DATA TO EXAMINE.
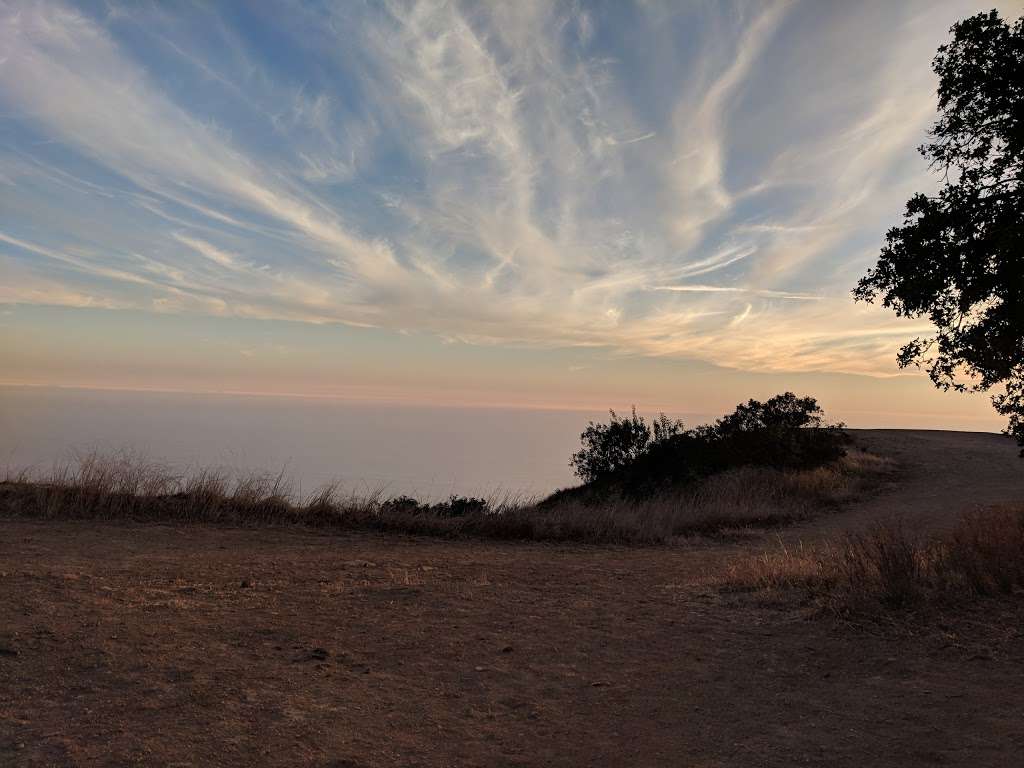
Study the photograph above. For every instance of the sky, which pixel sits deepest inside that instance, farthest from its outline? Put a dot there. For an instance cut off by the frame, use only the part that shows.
(540, 204)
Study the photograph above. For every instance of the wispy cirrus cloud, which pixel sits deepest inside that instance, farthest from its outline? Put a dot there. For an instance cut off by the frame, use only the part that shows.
(698, 180)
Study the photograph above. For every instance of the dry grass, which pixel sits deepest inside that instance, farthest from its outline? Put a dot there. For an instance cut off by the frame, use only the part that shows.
(126, 486)
(892, 567)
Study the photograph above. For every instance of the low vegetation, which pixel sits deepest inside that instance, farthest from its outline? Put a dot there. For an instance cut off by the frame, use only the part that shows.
(126, 487)
(892, 567)
(629, 459)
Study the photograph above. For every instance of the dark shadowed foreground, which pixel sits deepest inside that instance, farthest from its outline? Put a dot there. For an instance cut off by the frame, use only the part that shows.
(147, 644)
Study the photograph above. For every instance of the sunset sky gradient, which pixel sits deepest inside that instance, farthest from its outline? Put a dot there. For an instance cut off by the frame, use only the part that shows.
(558, 205)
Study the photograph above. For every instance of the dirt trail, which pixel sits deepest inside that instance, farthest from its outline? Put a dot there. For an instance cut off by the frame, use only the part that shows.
(939, 475)
(125, 644)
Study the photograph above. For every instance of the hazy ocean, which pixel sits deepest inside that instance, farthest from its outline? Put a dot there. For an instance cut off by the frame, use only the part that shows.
(420, 451)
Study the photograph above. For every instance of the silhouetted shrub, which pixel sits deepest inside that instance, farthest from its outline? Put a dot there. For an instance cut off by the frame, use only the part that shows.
(609, 448)
(459, 506)
(628, 457)
(401, 504)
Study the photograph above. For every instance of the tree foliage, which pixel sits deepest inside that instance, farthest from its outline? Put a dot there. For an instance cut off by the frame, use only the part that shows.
(785, 431)
(958, 257)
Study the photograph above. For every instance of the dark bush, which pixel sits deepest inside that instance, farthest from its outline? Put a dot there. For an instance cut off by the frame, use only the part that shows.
(459, 506)
(627, 456)
(609, 448)
(455, 506)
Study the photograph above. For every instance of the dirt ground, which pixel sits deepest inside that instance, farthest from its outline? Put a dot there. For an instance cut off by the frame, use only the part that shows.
(126, 644)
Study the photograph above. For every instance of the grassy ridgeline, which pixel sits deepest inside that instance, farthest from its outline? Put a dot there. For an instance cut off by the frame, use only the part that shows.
(126, 487)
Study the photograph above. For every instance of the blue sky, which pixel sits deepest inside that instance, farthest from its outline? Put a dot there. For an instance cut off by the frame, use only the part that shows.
(564, 185)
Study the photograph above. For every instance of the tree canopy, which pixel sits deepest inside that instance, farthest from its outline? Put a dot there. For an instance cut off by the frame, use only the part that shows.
(958, 258)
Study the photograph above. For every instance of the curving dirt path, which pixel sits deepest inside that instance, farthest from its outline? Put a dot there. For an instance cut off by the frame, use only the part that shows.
(157, 645)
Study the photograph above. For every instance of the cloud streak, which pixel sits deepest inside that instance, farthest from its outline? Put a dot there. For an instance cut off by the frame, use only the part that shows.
(486, 174)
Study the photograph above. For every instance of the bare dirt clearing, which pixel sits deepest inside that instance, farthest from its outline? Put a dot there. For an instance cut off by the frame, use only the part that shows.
(126, 644)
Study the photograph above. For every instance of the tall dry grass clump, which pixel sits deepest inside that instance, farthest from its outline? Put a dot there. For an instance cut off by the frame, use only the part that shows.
(127, 486)
(892, 567)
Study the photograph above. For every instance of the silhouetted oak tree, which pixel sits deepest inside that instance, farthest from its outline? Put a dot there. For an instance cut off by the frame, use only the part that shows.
(958, 256)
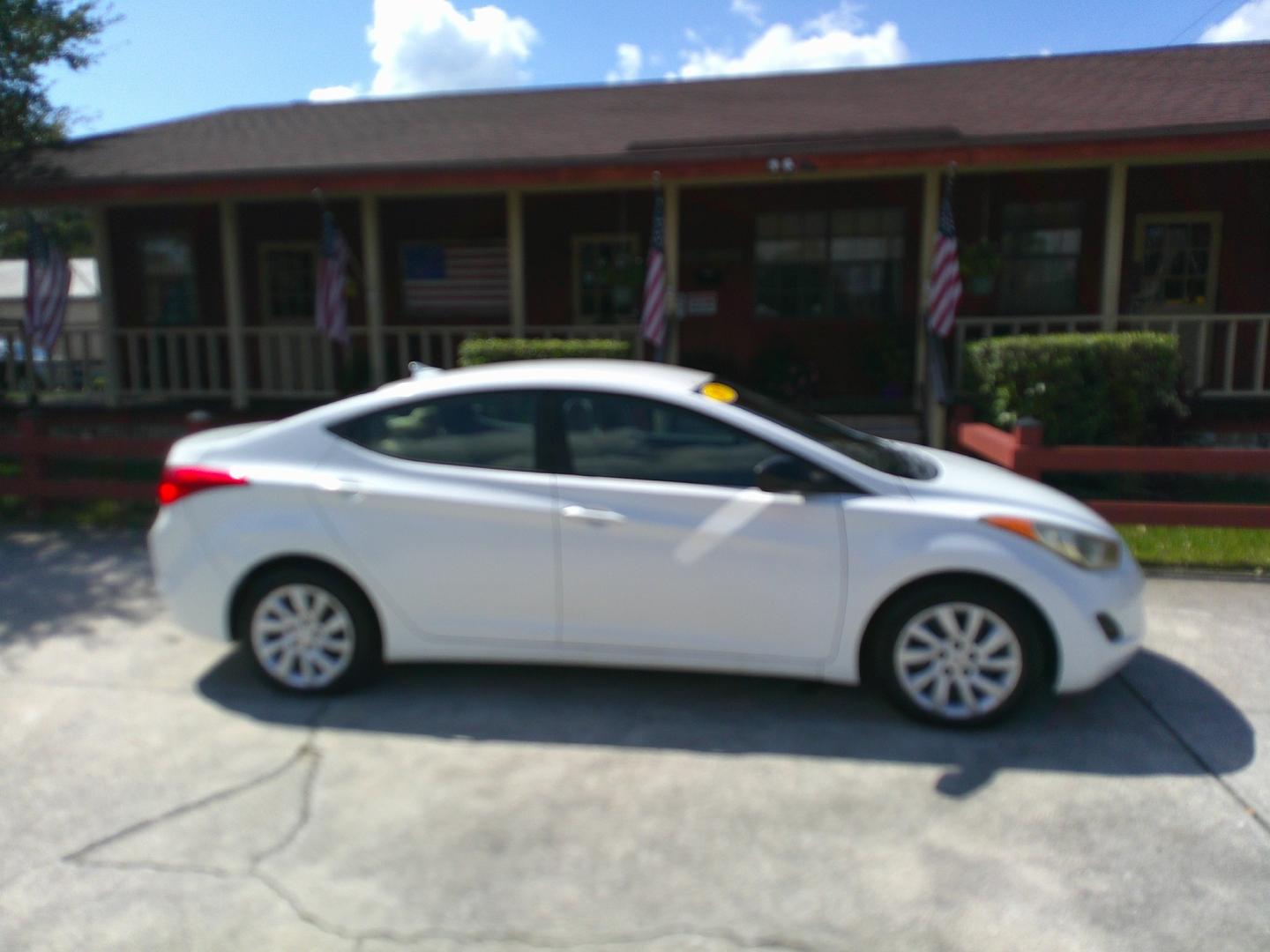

ASSIGNED TASK. Beginning with the line that contains "the silhouetted oak" and ending with the final line of the material, reproduce those lines exactly and nothing else. Omit the pictures.

REPLY.
Study the photograph above. For every instance of the silhouetted oak tree, which pixel sits deepest inside that instance, farthest from its outline? Put a dot there. For an instance cut off by the frame, use only the part that shows.
(958, 256)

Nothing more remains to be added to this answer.